- _Selection_:
▶
Recently, I enrolled in an online story conference. I’m usually enriched by the insights into human nature that storywriters possess. But this conference provided a different insight.

The leader of the conference encouraged participants to share their most important life story. There were many volunteers who desperately wanted to jump into the spotlight. They described past memories, problems, and occasional successes. Each storyteller would go on and on enamored with the details of their life; we listeners just wished they would get to the point.

The conference leader tried to get them to focus. But to the storyteller, every last detail was important. Once people started sharing their story, there was no off switch.

It is said that humans are natural storytellers. However, there is a huge gap between the ancient master storyteller and today’s ordinary social sharing.

A true storyteller in the ancient world understood his or her responsibility to enrich the lives of the listener. He or she used story to teach, heal, or mentor others. We can only accomplish those objectives when we share stories from a place of responsibility. If we admit our mistakes, share our true feelings, and strive to reveal our authentic self, we have stepped into a place of real power. That power is also conveyed to our listeners.

The practice of responsible storytelling is a long, lost art. Esoteric wisdom says that all stories have a cause that literally comes from the stars. Ancient astronomers viewed the star constellations as gods. Without television or the Internet to entertain them at night, they invented stories about the lives of the gods based on the movement of the stars. The stories were told again and again until they were believed by the masses. Once the beliefs were in place, related circumstances manifested in the lives of the people.
◀
(Outline records)
▶
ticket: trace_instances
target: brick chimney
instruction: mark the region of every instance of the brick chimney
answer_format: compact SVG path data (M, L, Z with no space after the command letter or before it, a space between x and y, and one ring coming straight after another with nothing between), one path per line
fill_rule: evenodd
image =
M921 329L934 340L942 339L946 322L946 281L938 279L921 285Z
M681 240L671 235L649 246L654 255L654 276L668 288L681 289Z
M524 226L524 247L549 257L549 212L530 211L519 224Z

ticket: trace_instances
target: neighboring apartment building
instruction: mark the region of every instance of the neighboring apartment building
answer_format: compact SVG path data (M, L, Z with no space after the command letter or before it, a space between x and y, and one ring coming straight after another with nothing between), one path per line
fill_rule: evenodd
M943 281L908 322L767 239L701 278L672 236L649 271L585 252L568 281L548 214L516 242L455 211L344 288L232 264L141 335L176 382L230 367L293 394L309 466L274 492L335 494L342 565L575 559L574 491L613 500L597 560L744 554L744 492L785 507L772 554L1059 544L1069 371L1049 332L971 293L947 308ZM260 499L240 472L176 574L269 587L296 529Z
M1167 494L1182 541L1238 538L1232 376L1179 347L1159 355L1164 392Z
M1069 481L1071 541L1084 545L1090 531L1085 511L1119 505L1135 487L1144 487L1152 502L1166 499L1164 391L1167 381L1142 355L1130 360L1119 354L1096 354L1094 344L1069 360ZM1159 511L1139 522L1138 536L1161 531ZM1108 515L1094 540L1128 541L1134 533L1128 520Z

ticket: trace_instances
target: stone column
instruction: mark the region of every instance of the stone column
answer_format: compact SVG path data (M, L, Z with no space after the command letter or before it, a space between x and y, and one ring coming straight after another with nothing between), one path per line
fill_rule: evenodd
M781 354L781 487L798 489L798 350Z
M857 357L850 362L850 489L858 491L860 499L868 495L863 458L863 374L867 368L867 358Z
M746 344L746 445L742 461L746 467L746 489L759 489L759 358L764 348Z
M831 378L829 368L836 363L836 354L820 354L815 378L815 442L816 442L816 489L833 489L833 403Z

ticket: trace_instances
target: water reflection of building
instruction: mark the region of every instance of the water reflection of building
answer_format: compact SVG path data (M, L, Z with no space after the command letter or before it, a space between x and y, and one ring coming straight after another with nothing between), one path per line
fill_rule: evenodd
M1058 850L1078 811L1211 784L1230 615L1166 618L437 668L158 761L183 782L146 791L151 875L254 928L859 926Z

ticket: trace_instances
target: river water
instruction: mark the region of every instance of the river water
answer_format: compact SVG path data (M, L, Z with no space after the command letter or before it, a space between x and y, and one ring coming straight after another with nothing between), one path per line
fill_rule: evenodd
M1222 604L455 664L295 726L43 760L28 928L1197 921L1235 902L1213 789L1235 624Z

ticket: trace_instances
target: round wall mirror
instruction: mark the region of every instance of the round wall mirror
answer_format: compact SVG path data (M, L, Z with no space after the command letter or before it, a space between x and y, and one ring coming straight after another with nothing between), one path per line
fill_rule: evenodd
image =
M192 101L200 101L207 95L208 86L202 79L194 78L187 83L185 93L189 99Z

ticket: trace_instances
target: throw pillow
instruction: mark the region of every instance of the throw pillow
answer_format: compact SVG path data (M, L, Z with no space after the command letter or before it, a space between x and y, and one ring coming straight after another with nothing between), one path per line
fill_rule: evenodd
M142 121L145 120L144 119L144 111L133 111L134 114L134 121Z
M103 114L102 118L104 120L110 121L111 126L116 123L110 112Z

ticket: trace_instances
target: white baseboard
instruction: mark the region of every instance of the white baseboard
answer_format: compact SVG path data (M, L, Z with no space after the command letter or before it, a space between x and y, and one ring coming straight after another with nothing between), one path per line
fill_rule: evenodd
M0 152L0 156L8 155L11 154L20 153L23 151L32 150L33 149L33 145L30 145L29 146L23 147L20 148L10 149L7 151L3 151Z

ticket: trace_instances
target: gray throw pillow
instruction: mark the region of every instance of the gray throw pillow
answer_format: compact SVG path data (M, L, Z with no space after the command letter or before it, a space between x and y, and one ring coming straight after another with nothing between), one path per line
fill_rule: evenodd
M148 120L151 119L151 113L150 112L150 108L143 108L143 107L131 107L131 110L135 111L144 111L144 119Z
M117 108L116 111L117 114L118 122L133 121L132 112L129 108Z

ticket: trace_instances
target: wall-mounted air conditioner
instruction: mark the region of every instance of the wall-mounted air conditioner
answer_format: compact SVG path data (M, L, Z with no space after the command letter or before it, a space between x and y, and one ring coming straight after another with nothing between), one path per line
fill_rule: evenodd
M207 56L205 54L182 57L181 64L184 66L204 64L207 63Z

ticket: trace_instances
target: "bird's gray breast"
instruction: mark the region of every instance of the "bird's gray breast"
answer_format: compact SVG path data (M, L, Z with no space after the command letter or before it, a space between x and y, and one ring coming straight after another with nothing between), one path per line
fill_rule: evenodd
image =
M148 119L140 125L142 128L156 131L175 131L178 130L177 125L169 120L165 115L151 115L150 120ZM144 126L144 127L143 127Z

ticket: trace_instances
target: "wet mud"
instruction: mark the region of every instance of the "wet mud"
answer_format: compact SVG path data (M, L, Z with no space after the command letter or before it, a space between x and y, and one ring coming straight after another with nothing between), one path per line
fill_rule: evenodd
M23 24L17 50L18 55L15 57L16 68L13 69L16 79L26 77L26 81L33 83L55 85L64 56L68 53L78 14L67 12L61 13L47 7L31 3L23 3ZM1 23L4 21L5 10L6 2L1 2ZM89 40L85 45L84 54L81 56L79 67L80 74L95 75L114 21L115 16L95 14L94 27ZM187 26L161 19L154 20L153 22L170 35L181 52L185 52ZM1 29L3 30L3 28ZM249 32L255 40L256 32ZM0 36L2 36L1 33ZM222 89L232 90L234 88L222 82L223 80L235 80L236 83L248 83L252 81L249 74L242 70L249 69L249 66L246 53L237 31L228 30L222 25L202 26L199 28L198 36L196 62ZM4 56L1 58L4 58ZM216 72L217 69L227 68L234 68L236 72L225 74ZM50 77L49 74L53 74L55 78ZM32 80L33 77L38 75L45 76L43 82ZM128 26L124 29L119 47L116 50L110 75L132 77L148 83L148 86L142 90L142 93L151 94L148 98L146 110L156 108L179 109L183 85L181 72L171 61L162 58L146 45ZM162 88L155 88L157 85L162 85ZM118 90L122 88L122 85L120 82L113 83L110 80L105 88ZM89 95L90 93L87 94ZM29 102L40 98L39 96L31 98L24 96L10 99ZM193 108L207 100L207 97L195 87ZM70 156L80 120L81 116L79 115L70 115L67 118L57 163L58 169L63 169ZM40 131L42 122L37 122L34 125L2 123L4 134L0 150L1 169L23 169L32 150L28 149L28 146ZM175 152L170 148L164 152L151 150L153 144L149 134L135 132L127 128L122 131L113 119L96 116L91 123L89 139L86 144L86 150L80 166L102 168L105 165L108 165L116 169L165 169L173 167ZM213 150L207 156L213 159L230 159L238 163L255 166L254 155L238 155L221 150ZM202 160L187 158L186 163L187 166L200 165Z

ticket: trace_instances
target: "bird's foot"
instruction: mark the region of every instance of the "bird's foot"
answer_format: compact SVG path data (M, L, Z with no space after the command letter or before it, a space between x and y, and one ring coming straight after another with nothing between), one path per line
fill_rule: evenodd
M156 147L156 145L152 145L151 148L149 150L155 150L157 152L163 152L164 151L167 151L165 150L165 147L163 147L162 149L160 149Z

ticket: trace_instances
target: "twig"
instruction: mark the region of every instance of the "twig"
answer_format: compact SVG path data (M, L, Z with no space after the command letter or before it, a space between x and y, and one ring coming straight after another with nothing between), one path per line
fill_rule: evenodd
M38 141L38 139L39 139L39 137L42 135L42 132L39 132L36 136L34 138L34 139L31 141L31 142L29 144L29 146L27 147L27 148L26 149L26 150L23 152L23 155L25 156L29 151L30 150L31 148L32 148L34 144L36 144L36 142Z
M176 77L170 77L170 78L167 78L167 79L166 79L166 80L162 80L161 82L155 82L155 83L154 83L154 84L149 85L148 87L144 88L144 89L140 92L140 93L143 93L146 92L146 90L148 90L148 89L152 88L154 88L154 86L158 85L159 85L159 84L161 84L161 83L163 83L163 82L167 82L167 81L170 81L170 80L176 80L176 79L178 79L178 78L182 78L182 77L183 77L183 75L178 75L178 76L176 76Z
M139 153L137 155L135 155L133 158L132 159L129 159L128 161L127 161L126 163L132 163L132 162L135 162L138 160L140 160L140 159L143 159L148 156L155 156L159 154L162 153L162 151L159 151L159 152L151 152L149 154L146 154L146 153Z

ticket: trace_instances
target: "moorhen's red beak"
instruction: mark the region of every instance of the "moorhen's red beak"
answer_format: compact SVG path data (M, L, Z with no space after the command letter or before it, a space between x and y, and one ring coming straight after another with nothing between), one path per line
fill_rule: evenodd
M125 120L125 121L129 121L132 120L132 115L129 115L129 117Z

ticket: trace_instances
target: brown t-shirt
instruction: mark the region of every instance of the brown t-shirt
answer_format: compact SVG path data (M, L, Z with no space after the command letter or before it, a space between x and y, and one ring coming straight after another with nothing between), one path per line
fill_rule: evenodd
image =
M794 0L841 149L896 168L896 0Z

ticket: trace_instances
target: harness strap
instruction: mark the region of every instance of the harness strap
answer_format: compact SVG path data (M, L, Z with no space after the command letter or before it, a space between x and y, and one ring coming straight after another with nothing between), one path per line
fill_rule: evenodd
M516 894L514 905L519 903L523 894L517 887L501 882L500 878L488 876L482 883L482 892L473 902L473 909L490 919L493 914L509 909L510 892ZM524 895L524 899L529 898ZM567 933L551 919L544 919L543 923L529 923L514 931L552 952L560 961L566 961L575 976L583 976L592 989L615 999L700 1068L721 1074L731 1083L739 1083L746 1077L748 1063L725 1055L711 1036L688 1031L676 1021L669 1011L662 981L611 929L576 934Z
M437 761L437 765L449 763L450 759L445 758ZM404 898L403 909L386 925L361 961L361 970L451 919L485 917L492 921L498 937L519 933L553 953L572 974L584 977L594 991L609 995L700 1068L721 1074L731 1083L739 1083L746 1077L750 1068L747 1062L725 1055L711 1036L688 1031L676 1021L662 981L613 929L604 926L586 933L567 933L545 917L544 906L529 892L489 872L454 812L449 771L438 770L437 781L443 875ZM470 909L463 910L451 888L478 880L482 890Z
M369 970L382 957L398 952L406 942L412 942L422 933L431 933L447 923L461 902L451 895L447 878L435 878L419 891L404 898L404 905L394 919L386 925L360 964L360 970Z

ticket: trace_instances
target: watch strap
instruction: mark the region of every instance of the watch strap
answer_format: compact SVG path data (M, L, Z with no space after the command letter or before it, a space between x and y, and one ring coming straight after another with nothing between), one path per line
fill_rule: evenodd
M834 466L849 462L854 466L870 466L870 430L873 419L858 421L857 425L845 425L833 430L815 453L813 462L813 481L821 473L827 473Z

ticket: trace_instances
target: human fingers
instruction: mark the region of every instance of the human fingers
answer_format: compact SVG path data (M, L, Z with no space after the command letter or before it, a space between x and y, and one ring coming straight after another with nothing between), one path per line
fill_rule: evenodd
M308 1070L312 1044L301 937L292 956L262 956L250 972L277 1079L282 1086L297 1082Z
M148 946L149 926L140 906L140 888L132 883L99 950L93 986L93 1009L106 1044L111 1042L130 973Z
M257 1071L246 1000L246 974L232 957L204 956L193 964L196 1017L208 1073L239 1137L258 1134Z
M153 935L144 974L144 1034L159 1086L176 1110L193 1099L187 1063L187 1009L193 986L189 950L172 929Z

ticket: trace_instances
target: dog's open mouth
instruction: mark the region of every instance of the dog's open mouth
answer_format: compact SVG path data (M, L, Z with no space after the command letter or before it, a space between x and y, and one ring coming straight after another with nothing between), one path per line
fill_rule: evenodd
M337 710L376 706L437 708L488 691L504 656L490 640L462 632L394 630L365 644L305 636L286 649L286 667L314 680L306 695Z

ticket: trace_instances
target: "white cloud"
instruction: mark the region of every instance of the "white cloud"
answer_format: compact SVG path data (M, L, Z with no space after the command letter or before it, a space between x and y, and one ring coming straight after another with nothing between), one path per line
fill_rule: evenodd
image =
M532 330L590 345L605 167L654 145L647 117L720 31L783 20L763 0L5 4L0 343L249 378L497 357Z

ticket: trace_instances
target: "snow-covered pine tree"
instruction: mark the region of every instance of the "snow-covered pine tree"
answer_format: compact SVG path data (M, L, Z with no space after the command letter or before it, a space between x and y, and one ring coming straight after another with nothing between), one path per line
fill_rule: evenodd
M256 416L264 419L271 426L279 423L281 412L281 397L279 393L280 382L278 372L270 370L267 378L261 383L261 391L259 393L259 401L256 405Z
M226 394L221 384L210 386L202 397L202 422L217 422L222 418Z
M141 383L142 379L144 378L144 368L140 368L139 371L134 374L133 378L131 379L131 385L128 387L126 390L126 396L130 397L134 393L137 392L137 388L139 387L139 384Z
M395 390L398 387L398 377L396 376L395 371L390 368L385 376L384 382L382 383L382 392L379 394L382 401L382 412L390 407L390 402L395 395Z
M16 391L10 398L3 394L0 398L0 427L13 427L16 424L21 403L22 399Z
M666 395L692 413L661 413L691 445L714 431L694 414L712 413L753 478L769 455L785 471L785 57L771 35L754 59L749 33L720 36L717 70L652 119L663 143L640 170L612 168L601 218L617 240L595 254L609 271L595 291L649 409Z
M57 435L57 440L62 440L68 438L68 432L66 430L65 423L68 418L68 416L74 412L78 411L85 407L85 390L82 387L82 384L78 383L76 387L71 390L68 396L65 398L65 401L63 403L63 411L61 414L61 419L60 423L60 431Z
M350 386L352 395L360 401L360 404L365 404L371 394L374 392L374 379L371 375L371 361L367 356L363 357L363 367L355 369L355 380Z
◀
- _Exercises_:
1) Transcribe everything in the storytelling essay from "It is said that" down to "ordinary social sharing.".
2) Go on with the essay on storytelling from the point where it stops.

- _Expected results_:
1)
It is said that humans are natural storytellers. However, there is a huge gap between the ancient master storyteller and today’s ordinary social sharing.

2)
Wise people viewed this phenomenon as God's creative formula. They saw the words of stories as the raw materials of creation. In the Bible, John reminded us of this ancient wisdom when he said, "In the beginning, was the word."

So what started as myth eventually manifested as reality. Our physical world is dual in nature. In other words, our perspective of reality always has two sides. But over time, reality devolved into history, which is really "his story." History was the invention of sharing only one side of a story. It is said that the winners wrote the history books. The losers wanted to forget the event ever happened.

Since the patriarchy invented the idea of telling only his side of the story, they generally got to be right. In short, our current method of storytelling emphasizes our male side or our intellect. We describe events, dates, places, and times. We provide reasons for why we are right or good. We skip right over our feminine-oriented feelings and desires.

Without feminine balance, stories no longer considered the wellbeing of the listener. They were no longer creative blueprints or visions of future dreams. They were no longer inclusive for all people. People would hear stories that didn’t feel good, but they could not argue with the authority that told the story.

As the devolution of story continued, people invented monsters, enemies, and devils. They also invented marketing, propaganda, and tabloids. The storytellers noticed that when they told these types of stories, the people listening became emotional and powerless.

The storyteller knew that their words were fiction, and they remained calm. They appeared to be powerful and wise. The storyteller looked courageous when he or she was simply the possessor of insider information. Today some people call this ethical manipulation. But there is nothing ethical about it.

While the masses lived in fear of a mythological enemy, the storyteller rose in power becoming a king or high priest. These were the false prophets, lords, and leaders who soared high on emotional fuel courtesy of their devoted followers. Nothing much has changed over the years except for the titles.

Occasionally someone came along who stood outside the group stories. They seem to be following a different storyline for their life. They became the master of that personal story and captain of their own life ship. To the common man, these beings looked like gods. Religions erupted around these wise ones.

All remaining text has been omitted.